**ИСХОДНЫЙ ТЕКСТ:**
============
В повести «Три года» (1895) герои присутствуют на концерте, где «в одну из ноябрьских суббот в симфоническом дирижировал Антон Рубинштейн. Было очень тесно, жарко» (9, 40). Чехов не только включает в художественное повествование реальное историческое лицо — композитора А. Рубинштейна, — но и использует его романс на слова А.С. Пушкина. Этот романс считается лучшим произведением композитора, что объясняется удачным совпадением ритмической структуры и общей линии развития мелодии и текста, для которых характерны подъём, упругое стремительное восхождение от сдержанного лирического повествования к вдохновенной кульминации: «Мой друг, мой нежный друг, люблю... твоя... твоя!..»5.

Чехов уделяет особое внимание внутреннему звучанию повести. Романс «Ночь» создаёт в нём определённый эмоциональный фон, настроение. Совсем романсно звучит описание чувства главного героя: «Лаптеву страстно захотелось обнять свою спутницу, осыпать поцелуями её лицо, руки, плечи, зарыдать, упасть к её ногам, рассказать, как он долго ждал её» (9, 8). Но если на чувства лирического героя пушкинского стихотворения «Ночь» отвечают взаимностью: «Мой друг, мой нежный друг... твоя... твоя!», то в чеховской повести Лаптев чувствует, что «нет главного — её любви... на его великолепное, чистое, широкое чувство ответили так мелко; его не любили» (9, 26—27). И каким отчаянием, какой болью наполнены его слова, обращённые к любимой женщине: «Ты моя уже полгода, но в твоей душе ни даже искры любви, нет никакой надежды, никакого просвета!.. Люблю безумно... Хоть искру любви!.. Ну, солги мне! Солги!» (9, 59—60). Во внешнем, непосредственно-реальном плане событий повести эмоциональный фон трагически-минорный. Эта минорность усиливается мажорным звучанием романса «Ночь», который напевает музыкант-дилетант, учёный историк и естественник Ярцев: «Мой друг, мой нежный друг, люблю...».

Юлия просит Ярцева написать историческую пьесу для постановки дачницами. Обдумывая сюжет по дороге в Москву, он в дрёме представляет: «страшный шум, лязганье, крики... какая-то деревня, вся охваченная пламенем... дикие люди, конные и пешие... зарево на небе. «Это половцы», — думает Ярцев. Один из них — старый, страшный, с окровавленным лицом... привязывает к седлу молодую девушку с белым русским лицом... Девушка смотрит печально, умно... Ярцев встряхнул головой и проснулся. «Мой друг, мой нежный друг...» — запел он... Он всё думал об исторической пьесе, и из головы у него всё не выходил мотив: «Мой друг, мой нежный друг...» (9, 71).
============
**МАТЕРИАЛ ДЛЯ РАБОТЫ:**

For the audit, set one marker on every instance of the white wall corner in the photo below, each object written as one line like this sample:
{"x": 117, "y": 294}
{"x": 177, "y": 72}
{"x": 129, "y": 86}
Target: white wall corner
============
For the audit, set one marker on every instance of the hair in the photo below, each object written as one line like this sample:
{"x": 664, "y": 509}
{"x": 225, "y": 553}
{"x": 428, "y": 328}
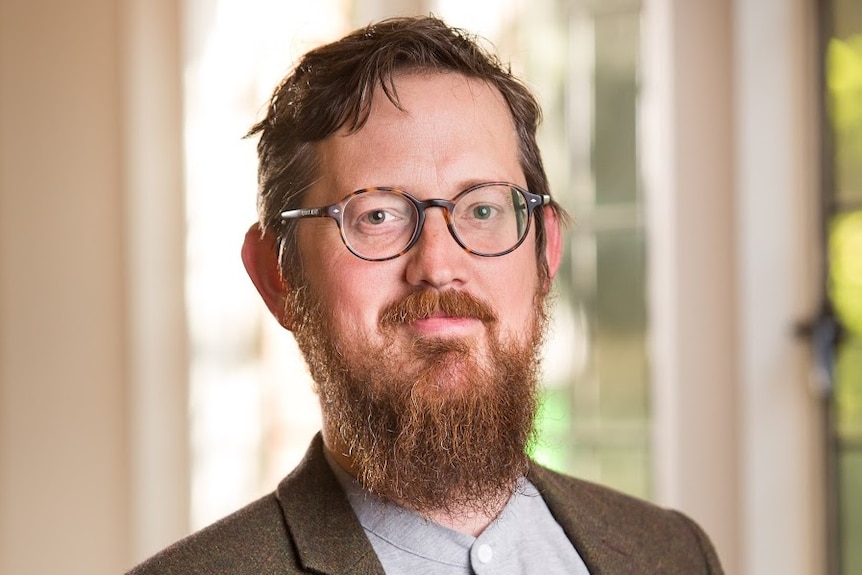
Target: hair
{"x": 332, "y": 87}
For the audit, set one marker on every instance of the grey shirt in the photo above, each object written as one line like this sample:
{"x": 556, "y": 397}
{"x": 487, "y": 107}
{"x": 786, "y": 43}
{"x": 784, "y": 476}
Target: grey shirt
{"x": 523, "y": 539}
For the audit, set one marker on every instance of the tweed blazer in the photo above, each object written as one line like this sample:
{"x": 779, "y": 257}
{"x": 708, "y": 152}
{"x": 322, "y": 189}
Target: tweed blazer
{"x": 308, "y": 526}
============
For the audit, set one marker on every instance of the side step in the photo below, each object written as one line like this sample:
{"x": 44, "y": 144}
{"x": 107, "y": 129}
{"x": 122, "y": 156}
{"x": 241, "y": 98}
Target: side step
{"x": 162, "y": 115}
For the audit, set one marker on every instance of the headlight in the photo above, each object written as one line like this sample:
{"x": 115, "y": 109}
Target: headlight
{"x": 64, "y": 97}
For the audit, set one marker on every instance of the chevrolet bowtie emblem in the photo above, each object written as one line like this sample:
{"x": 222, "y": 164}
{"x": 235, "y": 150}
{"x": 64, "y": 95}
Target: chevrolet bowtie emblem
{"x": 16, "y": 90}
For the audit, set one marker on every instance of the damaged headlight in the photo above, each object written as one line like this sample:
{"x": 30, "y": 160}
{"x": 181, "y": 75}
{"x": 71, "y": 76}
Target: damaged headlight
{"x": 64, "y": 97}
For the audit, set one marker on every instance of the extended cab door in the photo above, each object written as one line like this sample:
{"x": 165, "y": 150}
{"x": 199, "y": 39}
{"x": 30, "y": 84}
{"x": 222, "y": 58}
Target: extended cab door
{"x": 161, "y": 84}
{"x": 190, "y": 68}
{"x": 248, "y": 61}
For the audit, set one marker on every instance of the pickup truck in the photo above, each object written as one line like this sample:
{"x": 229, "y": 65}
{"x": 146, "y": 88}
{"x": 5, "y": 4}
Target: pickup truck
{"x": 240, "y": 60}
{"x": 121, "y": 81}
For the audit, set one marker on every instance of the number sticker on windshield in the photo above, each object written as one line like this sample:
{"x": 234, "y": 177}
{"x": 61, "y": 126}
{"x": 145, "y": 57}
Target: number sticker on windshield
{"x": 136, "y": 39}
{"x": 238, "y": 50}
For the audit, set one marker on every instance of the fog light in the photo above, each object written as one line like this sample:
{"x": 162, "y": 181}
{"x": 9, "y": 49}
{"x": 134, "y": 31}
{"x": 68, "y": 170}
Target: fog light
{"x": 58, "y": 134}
============
**ЗАДАНИЯ:**
- A) Кто, согласно исходному тексту, дирижировал в симфоническом в одну из ноябрьских суббот?
- B) Сообщите, сколько строк записей содержат слово «Target» с учётом регистра. Укажите только число.
Записи никак не связаны с исходным текстом.

**ОТВЕТЫ К ЗАДАНИЯМ:**
- A) Антон Рубинштейн.

- B) 12